- PROBLEM DETAILS -
Exactly and only the lines from the one containing "nose, one point per instance." through the close of the entries below are to be set down.

- Coordinate annotation entries -

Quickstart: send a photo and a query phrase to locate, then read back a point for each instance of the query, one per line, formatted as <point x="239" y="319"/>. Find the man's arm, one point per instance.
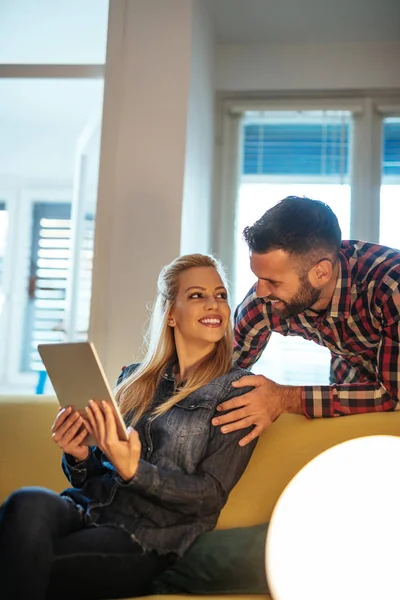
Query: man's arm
<point x="264" y="404"/>
<point x="252" y="330"/>
<point x="376" y="396"/>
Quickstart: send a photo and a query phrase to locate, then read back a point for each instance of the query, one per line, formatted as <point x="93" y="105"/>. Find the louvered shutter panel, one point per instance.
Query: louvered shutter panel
<point x="49" y="263"/>
<point x="84" y="284"/>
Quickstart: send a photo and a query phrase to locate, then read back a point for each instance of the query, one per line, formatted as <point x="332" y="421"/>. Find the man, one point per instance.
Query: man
<point x="344" y="296"/>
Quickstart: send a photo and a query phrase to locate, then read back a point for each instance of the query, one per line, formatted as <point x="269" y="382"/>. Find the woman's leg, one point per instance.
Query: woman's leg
<point x="102" y="563"/>
<point x="31" y="520"/>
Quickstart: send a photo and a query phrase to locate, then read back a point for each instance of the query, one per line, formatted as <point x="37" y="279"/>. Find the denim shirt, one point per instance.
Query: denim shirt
<point x="185" y="474"/>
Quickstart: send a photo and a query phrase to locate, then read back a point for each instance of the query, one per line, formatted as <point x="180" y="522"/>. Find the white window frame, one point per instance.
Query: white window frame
<point x="19" y="203"/>
<point x="366" y="158"/>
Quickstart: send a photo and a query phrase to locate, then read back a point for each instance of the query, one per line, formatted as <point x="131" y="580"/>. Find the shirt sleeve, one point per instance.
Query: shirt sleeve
<point x="252" y="330"/>
<point x="375" y="396"/>
<point x="205" y="492"/>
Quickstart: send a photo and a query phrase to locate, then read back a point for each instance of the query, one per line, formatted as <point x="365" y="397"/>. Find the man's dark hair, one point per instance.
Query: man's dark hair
<point x="299" y="226"/>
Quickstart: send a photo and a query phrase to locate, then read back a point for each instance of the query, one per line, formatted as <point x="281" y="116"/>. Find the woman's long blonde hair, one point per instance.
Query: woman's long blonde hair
<point x="136" y="392"/>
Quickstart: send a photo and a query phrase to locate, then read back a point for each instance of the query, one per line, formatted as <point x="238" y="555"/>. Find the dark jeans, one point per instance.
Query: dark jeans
<point x="47" y="552"/>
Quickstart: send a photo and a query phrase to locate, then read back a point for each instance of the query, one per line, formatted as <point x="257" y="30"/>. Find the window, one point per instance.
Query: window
<point x="51" y="94"/>
<point x="291" y="153"/>
<point x="321" y="148"/>
<point x="390" y="188"/>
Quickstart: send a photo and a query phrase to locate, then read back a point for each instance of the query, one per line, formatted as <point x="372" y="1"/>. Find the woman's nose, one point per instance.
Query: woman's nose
<point x="211" y="302"/>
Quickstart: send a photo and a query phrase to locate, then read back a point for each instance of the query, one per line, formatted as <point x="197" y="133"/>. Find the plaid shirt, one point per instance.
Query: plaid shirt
<point x="361" y="328"/>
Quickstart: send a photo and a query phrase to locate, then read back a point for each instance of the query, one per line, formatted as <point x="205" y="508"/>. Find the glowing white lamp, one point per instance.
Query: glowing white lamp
<point x="335" y="530"/>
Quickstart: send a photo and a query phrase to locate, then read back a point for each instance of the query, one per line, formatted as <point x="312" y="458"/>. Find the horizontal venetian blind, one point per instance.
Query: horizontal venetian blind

- EXPECTED ANSWER -
Quickstart: send a photo and a query phrase to locate, then read back a point for each instance of the query, one per line, formatted as <point x="372" y="1"/>. Find the woman's nose, one point per instance.
Query: woman's nose
<point x="211" y="302"/>
Quickstart: send a photo and a query phrase to locate, then read back a point for each instance of the query, one per line, formatted as <point x="197" y="133"/>. Find the plaid shirt, one point per instance.
Query: plaid shirt
<point x="361" y="328"/>
Quickstart: send a photo and a query phrase to locate, then read back a point for each instance of the query, one per line, formatted as <point x="205" y="508"/>. Find the glowing white lamp, one point per instance.
Query: glowing white lamp
<point x="335" y="530"/>
Quickstart: send a photo and a query phrase to locate, then read back a point for each instance of the query, one per line, formatted as <point x="312" y="458"/>. Find the horizontal venetian blind, one point per instance.
Query: horizontal venetian blind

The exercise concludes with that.